# *HELP!* Making some kinda wall...



## Rodders (Jan 23, 2009)

Hey everyone.

Right. Im pretty sure my leo's have convinced themselves they are aboreal. And it's eating away at me because i really want me make more use of the space in my viv seems I have 45 cm height to play with and im only using about 15 tops at a guess. 

I would make one of the fake rock things but i dont know where i'd get all the polystyrene and grout etc...plus ive never done it and i dont know if it would look right if it was for example in one corner while there rest if tile and rock.. So i was thinking of maybe trying to hinge thing slate panels or wide logs to the sides? But seems my viv is glass i dont know how i could hinge it in a way that i would be able to dismantle it and keep the viv in tact. Does anyone have any ideas? Or do you think the fake rock thing would look ok..?

Help me please! :flrt: Cheers lol : victory:


----------



## carpetman (Dec 24, 2008)

I'm a big fan of the poystyrene fake rock thing, when i do them i use the poystyrene boxes that fish come packed in (you get them from aquarium shops) and B&Q own brand grey floor tile adhesive! It is designed for wooden floors which means that it is slightly flexibly so does not crack with the movement you get from changes in temp in the viv!


----------



## Morgan Freeman (Jan 14, 2009)

Get poly from mr polystyrene on ebay. Grout from homebase/wickes/bnq etc.

It's great fun, just make sure you plan what you're making beforehand!


----------



## Rodders (Jan 23, 2009)

Cool thanks for the info on where to get the stuff guys. I think i might give it a try... Still; anyone else got some ideas for walls and stuff? could do with a couple of good ideas incase it dont work out!

Cheers:2thumb:


----------



## The Roach Hut (Mar 29, 2008)

here is mine maybe give u a few ideas what u can do with your polystiene



















and withought the frame



















Tony


----------



## Reptilover (Jan 15, 2007)

FireDragon said:


> here is mine maybe give u a few ideas what u can do with your polystiene
> 
> 
> 
> ...


Ok...

THATS AMAZING!!!! How long did tht take you?? The beardies sure look happy inside of it :mf_dribble:


----------



## Rodders (Jan 23, 2009)

Wow that looks fantastic! Do you just buy a load of sheets then sculpt pieces out of it with a knife and stick them together? 

Cheers


----------



## The Roach Hut (Mar 29, 2008)

Reptilover said:


> Ok...
> 
> THATS AMAZING!!!! How long did tht take you?? The beardies sure look happy inside of it :mf_dribble:


 its not quite finished beardies only allowed in as i wanted them in pics for POTM comp... it took over 4 months from start to finish. here is the thread on how to do it. http://www.reptileforums.co.uk/habitat/247228-my-8ft-x-4ft-x-6.html it wasnt cheap i just got my megaray to install and glass to fit, would have been done but megaray was broken when i collected it from the shop.

This is my first attempt at rock wall and if i can do it anyone can. u just need to research and have an idea in mind of what u are trying to achieve. I wanted to put in a ventilation system rather than stating the lights so that took sopme time


----------



## The Roach Hut (Mar 29, 2008)

Rodders said:


> Wow that looks fantastic! Do you just buy a load of sheets then sculpt pieces out of it with a knife and stick them together?

[Records from a point-labeling set]
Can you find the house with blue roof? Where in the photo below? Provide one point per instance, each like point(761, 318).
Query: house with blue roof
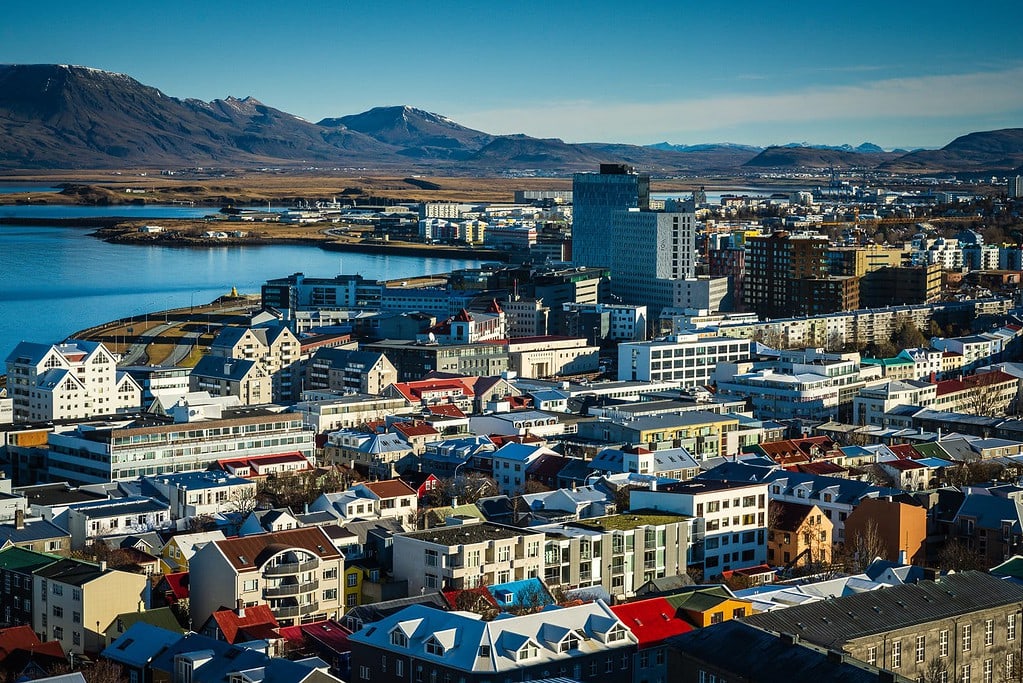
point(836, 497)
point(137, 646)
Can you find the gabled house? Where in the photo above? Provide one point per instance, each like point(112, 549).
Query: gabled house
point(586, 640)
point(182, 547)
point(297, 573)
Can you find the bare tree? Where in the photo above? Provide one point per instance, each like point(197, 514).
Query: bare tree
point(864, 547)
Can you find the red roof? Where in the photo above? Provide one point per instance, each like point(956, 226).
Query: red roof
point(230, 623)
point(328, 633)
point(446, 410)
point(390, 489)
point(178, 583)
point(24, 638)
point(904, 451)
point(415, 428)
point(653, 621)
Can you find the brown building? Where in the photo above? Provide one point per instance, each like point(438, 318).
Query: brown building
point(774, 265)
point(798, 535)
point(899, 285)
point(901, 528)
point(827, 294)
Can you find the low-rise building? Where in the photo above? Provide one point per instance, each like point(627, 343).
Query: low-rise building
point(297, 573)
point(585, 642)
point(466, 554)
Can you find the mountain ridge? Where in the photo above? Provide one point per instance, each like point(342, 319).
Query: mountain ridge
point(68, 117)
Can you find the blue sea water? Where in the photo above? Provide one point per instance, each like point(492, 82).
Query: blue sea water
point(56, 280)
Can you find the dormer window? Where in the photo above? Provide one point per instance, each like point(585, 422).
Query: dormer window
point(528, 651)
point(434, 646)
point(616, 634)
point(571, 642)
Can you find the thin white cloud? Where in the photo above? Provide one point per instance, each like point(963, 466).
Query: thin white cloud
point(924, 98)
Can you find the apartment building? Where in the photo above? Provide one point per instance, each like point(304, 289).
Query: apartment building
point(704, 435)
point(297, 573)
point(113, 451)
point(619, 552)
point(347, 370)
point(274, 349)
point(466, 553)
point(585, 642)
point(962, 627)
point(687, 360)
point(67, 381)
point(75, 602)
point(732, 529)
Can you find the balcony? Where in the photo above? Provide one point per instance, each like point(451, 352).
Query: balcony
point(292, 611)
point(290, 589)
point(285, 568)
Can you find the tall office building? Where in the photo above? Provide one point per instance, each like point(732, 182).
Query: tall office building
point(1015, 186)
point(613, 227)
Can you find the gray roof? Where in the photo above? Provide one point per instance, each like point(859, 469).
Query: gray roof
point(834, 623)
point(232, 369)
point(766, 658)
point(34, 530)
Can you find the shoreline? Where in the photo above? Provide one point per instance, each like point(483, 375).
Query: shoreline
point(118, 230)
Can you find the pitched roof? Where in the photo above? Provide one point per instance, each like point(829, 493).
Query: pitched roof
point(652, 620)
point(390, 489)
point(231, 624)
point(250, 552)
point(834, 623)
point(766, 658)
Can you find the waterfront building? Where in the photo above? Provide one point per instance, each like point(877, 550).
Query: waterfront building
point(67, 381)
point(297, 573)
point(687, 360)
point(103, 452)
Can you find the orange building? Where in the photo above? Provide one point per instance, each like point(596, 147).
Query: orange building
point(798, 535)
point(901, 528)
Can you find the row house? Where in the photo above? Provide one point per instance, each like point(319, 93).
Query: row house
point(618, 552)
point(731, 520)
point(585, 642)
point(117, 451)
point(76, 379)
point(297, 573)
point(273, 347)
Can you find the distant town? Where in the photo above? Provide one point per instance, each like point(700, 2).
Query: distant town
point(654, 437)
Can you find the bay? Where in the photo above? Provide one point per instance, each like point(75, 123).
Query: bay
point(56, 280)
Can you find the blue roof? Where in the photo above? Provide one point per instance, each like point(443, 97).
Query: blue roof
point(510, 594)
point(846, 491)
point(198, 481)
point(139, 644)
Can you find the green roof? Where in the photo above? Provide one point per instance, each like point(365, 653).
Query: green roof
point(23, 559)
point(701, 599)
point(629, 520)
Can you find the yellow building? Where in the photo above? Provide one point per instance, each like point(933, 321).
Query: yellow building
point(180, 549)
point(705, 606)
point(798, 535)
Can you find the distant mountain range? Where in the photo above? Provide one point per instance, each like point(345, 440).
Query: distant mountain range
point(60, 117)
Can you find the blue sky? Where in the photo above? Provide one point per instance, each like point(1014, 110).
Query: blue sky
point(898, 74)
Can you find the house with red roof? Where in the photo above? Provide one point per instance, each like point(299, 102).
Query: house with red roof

* Task statement: Recast the forum thread's paragraph that opens with "I'm a big fan of the poystyrene fake rock thing" as a brief list that keeps its main facts.

* Answer below:
- The writer is a big fan of making fake rock from polystyrene.
- The polystyrene comes from the boxes that fish are packed in, which aquarium shops supply.
- The coating is B&Q's own-brand grey floor tile adhesive.
- Because that adhesive is designed for wooden floors, it is slightly flexible.
- This flexibility keeps it from cracking when temperature changes in the viv cause movement.